>> start Source data

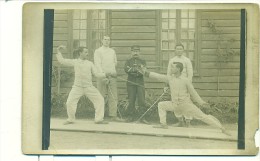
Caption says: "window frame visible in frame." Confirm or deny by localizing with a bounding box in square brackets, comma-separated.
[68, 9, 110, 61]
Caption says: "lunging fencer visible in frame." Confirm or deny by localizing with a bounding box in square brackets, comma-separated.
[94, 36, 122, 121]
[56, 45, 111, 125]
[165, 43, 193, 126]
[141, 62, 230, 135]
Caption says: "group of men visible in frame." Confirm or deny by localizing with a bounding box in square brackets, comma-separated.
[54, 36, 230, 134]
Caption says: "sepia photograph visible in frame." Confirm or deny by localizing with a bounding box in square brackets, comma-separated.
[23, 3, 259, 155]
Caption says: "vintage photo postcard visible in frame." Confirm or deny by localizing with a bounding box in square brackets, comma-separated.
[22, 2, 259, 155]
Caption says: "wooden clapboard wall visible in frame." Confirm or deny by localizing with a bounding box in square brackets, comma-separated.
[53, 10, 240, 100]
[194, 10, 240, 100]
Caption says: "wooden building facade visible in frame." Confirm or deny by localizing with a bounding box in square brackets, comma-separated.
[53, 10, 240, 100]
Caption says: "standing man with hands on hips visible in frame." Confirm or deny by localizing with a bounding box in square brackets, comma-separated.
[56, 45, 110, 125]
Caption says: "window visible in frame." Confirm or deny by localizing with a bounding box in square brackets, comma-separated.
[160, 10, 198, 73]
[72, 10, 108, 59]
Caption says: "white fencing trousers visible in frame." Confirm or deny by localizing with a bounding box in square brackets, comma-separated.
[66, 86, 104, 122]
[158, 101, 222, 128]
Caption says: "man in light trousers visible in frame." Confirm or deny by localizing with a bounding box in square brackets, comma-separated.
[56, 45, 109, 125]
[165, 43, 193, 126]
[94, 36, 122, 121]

>> end Source data
>> start Source data

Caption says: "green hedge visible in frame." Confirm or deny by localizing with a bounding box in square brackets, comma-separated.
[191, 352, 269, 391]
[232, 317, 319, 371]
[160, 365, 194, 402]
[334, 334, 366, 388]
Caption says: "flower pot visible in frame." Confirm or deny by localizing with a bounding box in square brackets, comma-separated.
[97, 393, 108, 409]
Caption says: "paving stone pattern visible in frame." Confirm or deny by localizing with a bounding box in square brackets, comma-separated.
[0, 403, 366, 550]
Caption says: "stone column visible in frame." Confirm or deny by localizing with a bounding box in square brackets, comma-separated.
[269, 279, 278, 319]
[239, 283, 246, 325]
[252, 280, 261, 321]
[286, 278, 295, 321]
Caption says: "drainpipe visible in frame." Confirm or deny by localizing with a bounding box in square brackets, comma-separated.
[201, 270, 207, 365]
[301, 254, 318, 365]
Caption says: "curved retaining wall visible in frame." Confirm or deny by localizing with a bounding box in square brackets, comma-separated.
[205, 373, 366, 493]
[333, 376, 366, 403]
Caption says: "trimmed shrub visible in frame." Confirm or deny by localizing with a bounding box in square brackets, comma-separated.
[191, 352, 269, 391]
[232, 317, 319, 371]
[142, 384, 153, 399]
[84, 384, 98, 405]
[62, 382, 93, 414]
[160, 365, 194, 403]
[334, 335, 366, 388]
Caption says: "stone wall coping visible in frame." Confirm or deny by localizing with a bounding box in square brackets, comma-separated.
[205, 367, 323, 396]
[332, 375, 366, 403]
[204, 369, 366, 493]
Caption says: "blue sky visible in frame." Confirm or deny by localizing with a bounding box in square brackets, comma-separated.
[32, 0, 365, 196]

>> end Source data
>> start Source data

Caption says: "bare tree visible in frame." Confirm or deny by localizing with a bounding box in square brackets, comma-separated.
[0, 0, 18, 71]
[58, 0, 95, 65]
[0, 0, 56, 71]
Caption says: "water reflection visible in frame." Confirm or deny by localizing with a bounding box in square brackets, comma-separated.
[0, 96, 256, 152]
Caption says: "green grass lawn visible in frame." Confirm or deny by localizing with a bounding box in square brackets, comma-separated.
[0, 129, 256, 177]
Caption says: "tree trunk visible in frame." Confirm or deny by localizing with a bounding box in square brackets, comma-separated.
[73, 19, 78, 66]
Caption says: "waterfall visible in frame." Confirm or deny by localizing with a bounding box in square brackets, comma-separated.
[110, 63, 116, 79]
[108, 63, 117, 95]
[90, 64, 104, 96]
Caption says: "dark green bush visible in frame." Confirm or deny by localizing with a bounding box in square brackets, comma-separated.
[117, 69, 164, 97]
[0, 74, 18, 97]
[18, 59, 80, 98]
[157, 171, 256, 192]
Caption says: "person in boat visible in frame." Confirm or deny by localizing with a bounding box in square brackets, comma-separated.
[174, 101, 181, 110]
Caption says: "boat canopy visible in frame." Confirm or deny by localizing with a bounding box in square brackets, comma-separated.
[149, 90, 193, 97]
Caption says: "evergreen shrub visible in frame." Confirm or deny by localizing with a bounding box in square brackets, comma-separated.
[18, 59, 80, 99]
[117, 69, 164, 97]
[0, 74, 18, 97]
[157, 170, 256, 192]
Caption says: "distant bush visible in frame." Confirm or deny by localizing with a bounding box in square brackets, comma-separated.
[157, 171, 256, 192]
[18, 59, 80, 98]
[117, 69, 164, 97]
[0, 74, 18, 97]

>> end Source data

[Instructions for the task] Reproduce the data above word for word, covering everything from the line that contains "of men visible" down to the line that contains "[194, 10, 240, 100]", both included.

[Response]
Caption says: "group of men visible in frame." Confirm or deny by localizing with a bounding box in square brackets, comma-separated.
[54, 36, 230, 134]
Caption says: "sepia photograph visible in frame." Confirm or deny by localizing with a bounding box in square brackets, comma-separated.
[23, 3, 259, 155]
Caption says: "vintage photo postcard visible in frame." Confirm or deny by localizing with a bounding box in square brackets, comma-separated.
[22, 2, 259, 155]
Caption says: "wooden clapboard wall visible in frame." Confirm or deny by localizing with a bounding box in square brackets, comma-separated.
[53, 10, 240, 100]
[194, 10, 240, 100]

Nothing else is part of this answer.